Exercise inputs –

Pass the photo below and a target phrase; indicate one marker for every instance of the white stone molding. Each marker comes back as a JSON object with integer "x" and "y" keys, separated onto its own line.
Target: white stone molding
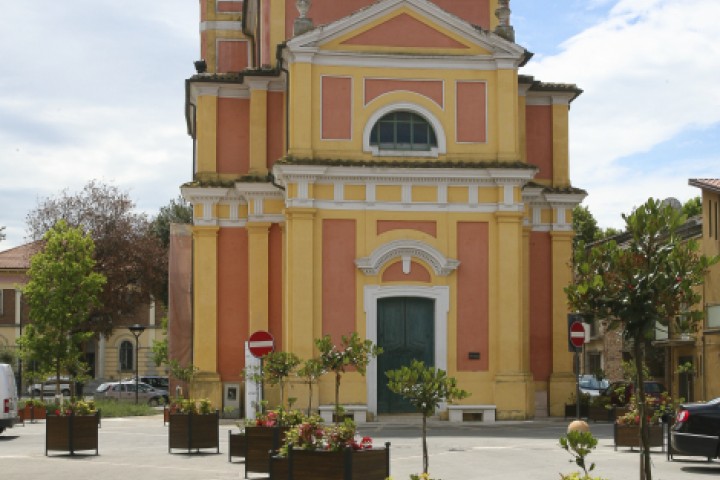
{"x": 372, "y": 293}
{"x": 406, "y": 249}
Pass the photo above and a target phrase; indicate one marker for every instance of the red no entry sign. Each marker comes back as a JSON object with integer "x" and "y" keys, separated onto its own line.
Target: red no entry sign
{"x": 577, "y": 334}
{"x": 261, "y": 343}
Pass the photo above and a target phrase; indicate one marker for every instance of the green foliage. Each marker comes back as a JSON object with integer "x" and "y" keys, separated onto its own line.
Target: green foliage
{"x": 651, "y": 278}
{"x": 424, "y": 387}
{"x": 579, "y": 445}
{"x": 62, "y": 291}
{"x": 353, "y": 352}
{"x": 177, "y": 211}
{"x": 277, "y": 367}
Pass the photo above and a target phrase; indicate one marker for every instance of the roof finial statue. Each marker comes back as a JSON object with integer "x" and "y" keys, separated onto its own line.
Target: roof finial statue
{"x": 302, "y": 23}
{"x": 504, "y": 29}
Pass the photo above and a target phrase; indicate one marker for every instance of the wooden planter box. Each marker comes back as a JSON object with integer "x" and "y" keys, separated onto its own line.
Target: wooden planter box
{"x": 571, "y": 410}
{"x": 349, "y": 464}
{"x": 601, "y": 414}
{"x": 629, "y": 436}
{"x": 194, "y": 431}
{"x": 72, "y": 433}
{"x": 258, "y": 442}
{"x": 236, "y": 445}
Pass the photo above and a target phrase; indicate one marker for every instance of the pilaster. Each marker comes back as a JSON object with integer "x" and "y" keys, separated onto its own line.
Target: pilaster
{"x": 258, "y": 126}
{"x": 258, "y": 258}
{"x": 300, "y": 275}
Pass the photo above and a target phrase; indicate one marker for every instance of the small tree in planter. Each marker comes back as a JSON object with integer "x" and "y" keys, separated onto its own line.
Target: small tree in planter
{"x": 424, "y": 387}
{"x": 277, "y": 367}
{"x": 354, "y": 353}
{"x": 310, "y": 372}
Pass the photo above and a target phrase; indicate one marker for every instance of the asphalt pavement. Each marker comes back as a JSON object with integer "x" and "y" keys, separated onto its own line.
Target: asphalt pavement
{"x": 136, "y": 448}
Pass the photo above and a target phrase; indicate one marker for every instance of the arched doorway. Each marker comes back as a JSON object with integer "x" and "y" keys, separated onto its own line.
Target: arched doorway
{"x": 405, "y": 331}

Task directions –
Leave out the pictures and give the rest of the records again exactly.

Answer space –
Pass the photo below and a target phrase; indicate one marker for every instance of the white stone molding. Each marker comes back as a JSON object with integer "x" and "y" keys, separated onto its own line.
Target: white stone molding
{"x": 372, "y": 293}
{"x": 406, "y": 249}
Pass the photo above and a target phrase; indicate one marker for every instance of the red no entry sign. Each marker comes back as a JSON object with integer "x" and "y" keys, separated onto its own line.
Target: red no entry sign
{"x": 577, "y": 334}
{"x": 261, "y": 343}
Pass the photo above and a target phrase; indicate one marker for every instance of the green foliage. Each marker comes back as a JSON object with integer "x" and "y" keys, separated onto its own line.
Target: green foliage
{"x": 651, "y": 278}
{"x": 424, "y": 387}
{"x": 579, "y": 445}
{"x": 62, "y": 291}
{"x": 353, "y": 352}
{"x": 177, "y": 211}
{"x": 277, "y": 367}
Pass the photo above and a target phrase; indicate one marker for every instance of the roof finial statue. Each marker comes back as a JSON object with integer "x" and "y" keys, separated onto its own line.
Target: roof finial statue
{"x": 302, "y": 23}
{"x": 504, "y": 29}
Pass the photo above and a target phrase; indicate one marker for every instance of the wooden planter box. Each marker comes back as a JSON object with integer "x" and "y" keys, separated onto its own line.
Target: wooden planter box
{"x": 571, "y": 410}
{"x": 349, "y": 464}
{"x": 601, "y": 414}
{"x": 629, "y": 436}
{"x": 194, "y": 431}
{"x": 72, "y": 433}
{"x": 258, "y": 442}
{"x": 236, "y": 445}
Pass the photo above and a target phrase; indicate one marker for every instance of the pilaster. Each marker comes back as a JSON object with integer "x" and "y" keys, separated onto its own line.
Target: pilaster
{"x": 258, "y": 126}
{"x": 258, "y": 258}
{"x": 300, "y": 275}
Pass the photo above and a target phrase; indicate one marker for every instance of the small tree in planter. Each marker comes back as a JSON object with integer "x" and "y" keys, separated onto its own line.
Target: small tree in planter
{"x": 424, "y": 387}
{"x": 277, "y": 367}
{"x": 354, "y": 353}
{"x": 310, "y": 372}
Pass the photo above and a target phrase; indicate one marker for every instance of the asphalt pavement. Each marker comes back as a JSON object with integer "x" and "y" keys, separated onto its own line.
Target: asphalt pavement
{"x": 136, "y": 448}
Pass the photo above and a target phrase; indicate one marker for every instance of the arched doorway. Each marker comes back as a JSON object with integer "x" and "y" keys, separated onto its own line.
Target: arched doorway
{"x": 405, "y": 331}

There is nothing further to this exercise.